Count the lines in the items below that contain the string "locate", with uppercase and lowercase treated as different. Reply with the number alone.
━━━━━━
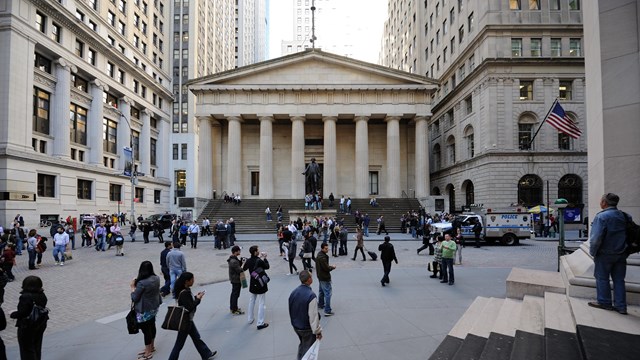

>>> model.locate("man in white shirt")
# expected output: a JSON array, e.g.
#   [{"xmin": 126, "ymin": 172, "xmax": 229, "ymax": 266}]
[
  {"xmin": 53, "ymin": 226, "xmax": 69, "ymax": 266},
  {"xmin": 188, "ymin": 220, "xmax": 200, "ymax": 249}
]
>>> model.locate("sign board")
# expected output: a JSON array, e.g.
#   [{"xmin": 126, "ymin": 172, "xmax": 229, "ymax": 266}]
[{"xmin": 0, "ymin": 191, "xmax": 36, "ymax": 201}]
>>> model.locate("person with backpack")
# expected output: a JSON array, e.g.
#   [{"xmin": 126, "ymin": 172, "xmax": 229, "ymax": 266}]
[
  {"xmin": 589, "ymin": 193, "xmax": 633, "ymax": 315},
  {"xmin": 10, "ymin": 275, "xmax": 48, "ymax": 360}
]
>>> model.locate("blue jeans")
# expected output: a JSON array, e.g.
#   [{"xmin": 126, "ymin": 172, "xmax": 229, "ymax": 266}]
━━━━━━
Reply to the task: 4